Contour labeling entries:
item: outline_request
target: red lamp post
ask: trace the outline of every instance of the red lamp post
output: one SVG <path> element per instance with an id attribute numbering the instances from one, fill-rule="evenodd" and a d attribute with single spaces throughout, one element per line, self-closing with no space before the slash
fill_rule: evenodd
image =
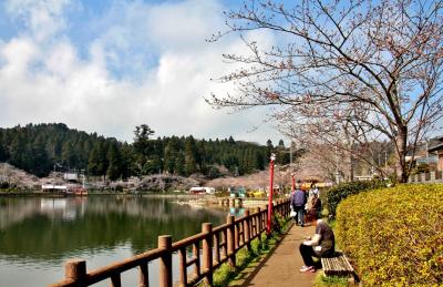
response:
<path id="1" fill-rule="evenodd" d="M 270 234 L 271 221 L 272 221 L 272 192 L 274 192 L 274 161 L 276 155 L 270 154 L 269 162 L 269 202 L 268 202 L 268 224 L 266 226 L 266 233 Z"/>
<path id="2" fill-rule="evenodd" d="M 296 175 L 293 173 L 291 173 L 291 177 L 292 177 L 292 188 L 291 188 L 291 193 L 293 193 L 293 191 L 296 191 Z"/>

_What you will do_.
Give the records above as a two-column CSV with the header text,answer and one row per record. Put each record's text and its answer in one quoted field apiece, turn line breaks into spaces, and leave the pictures out.

_Answer to the problem_.
text,answer
"item: outline_request target: red lamp post ask: trace the outline of every instance of the red lamp post output: one SVG <path> element per instance with an id attribute numbering the instances from one, fill-rule=""evenodd"" and a d attribute with single spaces throughout, one element per line, self-closing with no space before the slash fill_rule: evenodd image = response:","<path id=""1"" fill-rule=""evenodd"" d=""M 270 234 L 271 221 L 272 221 L 272 192 L 274 192 L 274 161 L 276 155 L 270 154 L 269 162 L 269 202 L 268 202 L 268 224 L 266 226 L 266 233 Z""/> <path id=""2"" fill-rule=""evenodd"" d=""M 296 175 L 293 173 L 291 173 L 291 177 L 292 177 L 292 188 L 291 188 L 291 193 L 293 193 L 293 191 L 296 191 Z""/>"